---- Text shown
One day you wake up and something doesn’t feel right. You don’t feel like yourself. You have urges and desires that you never knew were possible.
Later on, you find that a tumor has started to grow in your brain that caused you to have lapses in judgments – changing who you are. Are you responsible for what you did? A new program at the UW- Madison will focus on the intersection between the brain and law.
Neuroscience is the study of the brain and spinal cord. These are the scientists that can tell us how we move, think, or even read this story.
Ronald Kalil, a neuroscientist at the University of Wisconsin – Madison, helped start the new duel-degree program.
“Recent advances in neuroscience have called into question many of the assumptions that underlie aspects of our legal system,” said Kalil.
Kalil was the director of the Neuroscience Training Program at UW- Madison for 25 years. He started to notice his students’ poor writing skills and, although his work was in brain damage, Kalil ventured across disciplines to teach neuroscience classes to journalism students.
Kalil also saw that students were interested in aspects of international neuroscience and the associated public policy. He developed the current Neuroscience and Public Policy dual-degree program.
While the program is in its sixth year, Kalil realized that it wasn’t enough. He realized many issues today would require more action than just public policy: they need law.
Most people see law little connection between law and neuroscience. This program brings the two sides together.
--------
---- Dataset records
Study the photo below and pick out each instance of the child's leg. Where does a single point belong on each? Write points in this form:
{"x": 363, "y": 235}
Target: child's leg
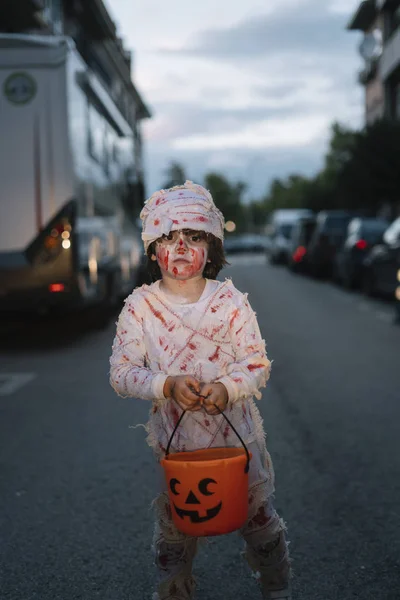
{"x": 174, "y": 554}
{"x": 266, "y": 549}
--------
● **Problem requirements**
Can you continue the article about the new UW–Madison program joining neuroscience and law, picking up after its final sentence?

● **Answer box**
“It can be expected that neuroscience will play an increasingly important role in helping to inform legal processes and decisions making,” said Kalil.
Kalil has been taking cues from the larger social atmosphere leaning towards popularizing neuroscience. The National Institutes of Health has started granting funding specifically for social neuroscience and the MacArthur foundation has funded over 10 million dollars of research designed to implement neuroscience in law.
The MacArthur foundation has created a comprehensive handbook about what neuroscientists should tell judges about how to make a ruling in the court. The handbook is designed to help judges make decisions about more delicate cases like minors being tried as adults.
“Is that appropriate?” asked Kalil. Cases with minors can be very difficult to handle without the aid of neuroscience. “Take him out and shoot him. He’ll be in jail the rest of his life. It’s just not right.”
The field of law, on the other hand, may help modern neuroscience address many gray areas.
“On the one hand we have to protect society, but on the other hand, we have to figure out how to punish people not responsible for what they’re doing,” said Kalil.
A broad range of neurological cases will be considered by the class. For example, a normal man could get into an accident changing his personality and commit a crime that is out of character. Using neuroscience, doctors could discover a tumor in the man’s brain, remove it, and he would return to normal. The crime would likely be forgiven.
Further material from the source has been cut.